■ Request 1
Gather every line of the listing that follows that contains the word "below".

■ Text to read
★ ★ ★
News (Media Awareness Project) - Jamaica: OPED: Drugs and Money Laundering Business |
Title: | Jamaica: OPED: Drugs and Money Laundering Business |
Published On: | 2004-07-25 |
Source: | Jamaica Gleaner, The (Jamaica) |
Fetched On: | 2008-01-18 04:28:40 |
DRUGS AND MONEY LAUNDERING BUSINESS
I am told by residents that Runaway Bay is like a ghost town and
construction has virtually stopped in Montego Bay.
The size of the drug and money laundering trade in Jamaica is immense. A
source in the financial sector told me that a cambio in a north coast town
which was recently shutdown had an annual turnover of US$4 billion.
I believe that naturally-occurring and mind-altering drugs and narcotics
should be legalised. They ought to be regulated and sold like alcohol.
There is no power on earth that can prevent man wanting to and achieving a
state of altered consciousness by ingesting something or other. The oldest
alcohol known to man was mead (made from honey). Ancient Egyptians got
drunk on it, and there is no evidence to suggest it affected the building
of the pyramids one way or another. Or notably anything else for that matter.
CHEWING FRESH LEAVES
Pre-Colombian Indians in the western hemisphere have been chewing fresh
leaves and smoking dried ones since time immemorial. Today's governments
can find much better ways of spending taxes than fighting a war against
drugs, which they can never win. Nor can they outspend their protagonists.
★ ★ ★
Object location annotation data
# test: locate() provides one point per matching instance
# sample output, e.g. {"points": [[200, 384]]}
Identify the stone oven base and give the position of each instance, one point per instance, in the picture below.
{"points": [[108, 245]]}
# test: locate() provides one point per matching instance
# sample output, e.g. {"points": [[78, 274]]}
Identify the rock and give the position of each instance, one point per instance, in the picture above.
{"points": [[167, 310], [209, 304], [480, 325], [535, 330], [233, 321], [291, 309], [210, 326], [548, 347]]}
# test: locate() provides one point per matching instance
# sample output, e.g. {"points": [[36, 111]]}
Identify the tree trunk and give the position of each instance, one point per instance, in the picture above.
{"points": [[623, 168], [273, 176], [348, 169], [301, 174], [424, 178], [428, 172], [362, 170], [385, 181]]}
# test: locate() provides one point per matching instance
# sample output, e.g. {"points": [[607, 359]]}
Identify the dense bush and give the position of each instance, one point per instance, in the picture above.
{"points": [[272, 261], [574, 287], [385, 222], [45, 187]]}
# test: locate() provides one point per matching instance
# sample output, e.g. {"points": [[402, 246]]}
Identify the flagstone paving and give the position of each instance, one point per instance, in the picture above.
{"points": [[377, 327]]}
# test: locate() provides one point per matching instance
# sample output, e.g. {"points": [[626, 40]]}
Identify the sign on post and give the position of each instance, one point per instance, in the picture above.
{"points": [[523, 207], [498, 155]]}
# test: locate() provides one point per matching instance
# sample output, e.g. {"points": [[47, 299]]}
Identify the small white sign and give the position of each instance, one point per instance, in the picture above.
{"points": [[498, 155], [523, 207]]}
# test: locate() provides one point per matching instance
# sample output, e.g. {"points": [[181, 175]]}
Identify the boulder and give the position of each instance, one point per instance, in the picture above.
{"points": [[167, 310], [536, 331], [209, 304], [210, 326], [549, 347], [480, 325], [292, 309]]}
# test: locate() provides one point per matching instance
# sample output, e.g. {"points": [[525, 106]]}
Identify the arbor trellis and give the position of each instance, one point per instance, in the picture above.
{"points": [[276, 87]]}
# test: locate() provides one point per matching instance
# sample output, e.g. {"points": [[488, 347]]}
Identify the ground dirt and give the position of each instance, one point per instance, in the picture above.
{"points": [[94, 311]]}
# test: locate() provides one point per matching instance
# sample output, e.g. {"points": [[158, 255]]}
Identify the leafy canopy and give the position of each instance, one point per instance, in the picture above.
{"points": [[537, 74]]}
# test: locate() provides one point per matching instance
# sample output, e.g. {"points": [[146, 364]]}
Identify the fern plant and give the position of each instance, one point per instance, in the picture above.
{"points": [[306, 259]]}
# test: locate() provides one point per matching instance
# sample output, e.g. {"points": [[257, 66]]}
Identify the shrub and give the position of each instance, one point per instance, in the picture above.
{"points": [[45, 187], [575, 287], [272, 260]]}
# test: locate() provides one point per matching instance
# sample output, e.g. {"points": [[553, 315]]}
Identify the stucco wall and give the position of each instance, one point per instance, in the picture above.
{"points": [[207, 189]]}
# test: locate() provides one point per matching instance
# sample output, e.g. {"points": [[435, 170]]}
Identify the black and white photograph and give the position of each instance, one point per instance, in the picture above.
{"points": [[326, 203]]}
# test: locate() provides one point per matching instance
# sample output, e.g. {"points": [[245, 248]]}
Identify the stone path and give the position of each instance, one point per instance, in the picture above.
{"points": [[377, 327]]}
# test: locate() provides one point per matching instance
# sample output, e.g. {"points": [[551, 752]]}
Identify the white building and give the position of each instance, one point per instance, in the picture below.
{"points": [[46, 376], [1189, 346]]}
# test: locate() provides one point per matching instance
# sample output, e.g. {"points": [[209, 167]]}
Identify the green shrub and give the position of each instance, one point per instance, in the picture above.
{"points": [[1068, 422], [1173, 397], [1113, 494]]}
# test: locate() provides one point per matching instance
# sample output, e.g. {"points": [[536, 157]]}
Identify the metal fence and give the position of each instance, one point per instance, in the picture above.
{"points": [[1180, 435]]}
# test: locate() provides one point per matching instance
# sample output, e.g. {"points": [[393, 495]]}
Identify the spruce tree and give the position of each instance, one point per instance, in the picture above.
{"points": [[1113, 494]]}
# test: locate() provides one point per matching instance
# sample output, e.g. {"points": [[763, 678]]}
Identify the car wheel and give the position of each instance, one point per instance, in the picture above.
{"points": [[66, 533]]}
★ ★ ★
■ Request 2
Print the op-ed on drugs and money laundering in Jamaica in full, with no changes to its wording.

■ Complete response 1
Identify the stone oven base and give the position of each instance, one point per instance, in the picture below.
Identify the white building and give the position of each instance, one point per instance, in the picture below.

■ Complete response 2
News (Media Awareness Project) - Jamaica: OPED: Drugs and Money Laundering Business |
Title: | Jamaica: OPED: Drugs and Money Laundering Business |
Published On: | 2004-07-25 |
Source: | Jamaica Gleaner, The (Jamaica) |
Fetched On: | 2008-01-18 04:28:40 |
DRUGS AND MONEY LAUNDERING BUSINESS
I am told by residents that Runaway Bay is like a ghost town and
construction has virtually stopped in Montego Bay.
The size of the drug and money laundering trade in Jamaica is immense. A
source in the financial sector told me that a cambio in a north coast town
which was recently shutdown had an annual turnover of US$4 billion.
I believe that naturally-occurring and mind-altering drugs and narcotics
should be legalised. They ought to be regulated and sold like alcohol.
There is no power on earth that can prevent man wanting to and achieving a
state of altered consciousness by ingesting something or other. The oldest
alcohol known to man was mead (made from honey). Ancient Egyptians got
drunk on it, and there is no evidence to suggest it affected the building
of the pyramids one way or another. Or notably anything else for that matter.
CHEWING FRESH LEAVES
Pre-Colombian Indians in the western hemisphere have been chewing fresh
leaves and smoking dried ones since time immemorial. Today's governments
can find much better ways of spending taxes than fighting a war against
drugs, which they can never win. Nor can they outspend their protagonists.